Pointing records
-- start --
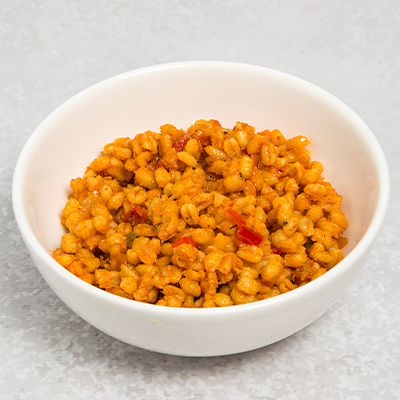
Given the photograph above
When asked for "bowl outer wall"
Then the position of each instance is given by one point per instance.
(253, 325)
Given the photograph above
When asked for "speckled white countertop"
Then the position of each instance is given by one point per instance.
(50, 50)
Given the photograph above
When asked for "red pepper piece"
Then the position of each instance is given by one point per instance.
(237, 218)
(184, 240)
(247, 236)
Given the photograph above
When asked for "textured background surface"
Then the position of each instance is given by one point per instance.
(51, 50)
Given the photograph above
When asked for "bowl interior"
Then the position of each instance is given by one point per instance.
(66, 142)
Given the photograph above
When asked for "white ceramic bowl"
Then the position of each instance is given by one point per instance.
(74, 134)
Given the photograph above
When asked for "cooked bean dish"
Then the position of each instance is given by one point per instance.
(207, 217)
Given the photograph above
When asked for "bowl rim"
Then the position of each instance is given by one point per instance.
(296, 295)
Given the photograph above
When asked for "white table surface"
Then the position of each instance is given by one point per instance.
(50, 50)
-- end --
> [STATED PROBLEM] Give an exact reproduction of every line, leaving out any picture.

> [ANSWER TO THIS EXERCISE]
Given the photograph above
When asked for "bowl outer wall"
Then the position of each instance is given by one point per instance.
(253, 325)
Given the photograph above
When asked for "speckled white countertop"
Then the position of each instance is given by one point per instance.
(50, 50)
Given the photograph above
When asked for "red pepper piece"
Then the position of each instance is given by one point per instance.
(237, 218)
(184, 240)
(247, 236)
Given the photograph above
When asked for "textured background surface"
Then the position of each instance is given by one point per instance.
(51, 50)
Given the photograph above
When asked for "bowl interior"
Then the position of each instance is given by one point per instance.
(66, 142)
Given the photograph above
When asked for "white ceramic bowl"
Then the position of each instance is given by one point per instance.
(74, 134)
Given the photograph above
When asked for "cooked bean dish"
Then the position of each instance is given by one point per instance.
(207, 217)
Given the photograph above
When asked for "bowl rim"
Then the position of each instance is given by one point per instance.
(296, 295)
Given the photograph above
When asked for "white table surface"
Then the position of each instance is given by one point per instance.
(50, 50)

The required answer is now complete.